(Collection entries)
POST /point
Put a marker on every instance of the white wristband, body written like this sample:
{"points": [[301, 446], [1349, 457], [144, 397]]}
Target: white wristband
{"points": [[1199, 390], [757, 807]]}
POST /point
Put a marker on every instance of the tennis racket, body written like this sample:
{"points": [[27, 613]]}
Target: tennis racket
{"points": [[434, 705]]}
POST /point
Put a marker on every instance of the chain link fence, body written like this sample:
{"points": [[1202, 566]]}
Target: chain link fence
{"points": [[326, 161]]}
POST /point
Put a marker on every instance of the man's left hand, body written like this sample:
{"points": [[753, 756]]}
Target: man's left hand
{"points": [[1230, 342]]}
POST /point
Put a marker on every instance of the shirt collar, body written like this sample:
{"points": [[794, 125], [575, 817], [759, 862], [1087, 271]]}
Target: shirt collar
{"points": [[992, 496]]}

*WHAT TO DO*
Going through the data above, return each line with the word "instance".

*PROBLEM SOLUTION*
Put a marker on every instance of the white wristband, body written like this sample:
Put a marker on every instance of the tennis racket, body written like this sample:
Put a marker on every instance of the chain link fence, body written like this sample:
Put a marker on every instance of the man's left hand, body written like this sample:
Put a marker on every instance of the shirt collar, body written like this sample:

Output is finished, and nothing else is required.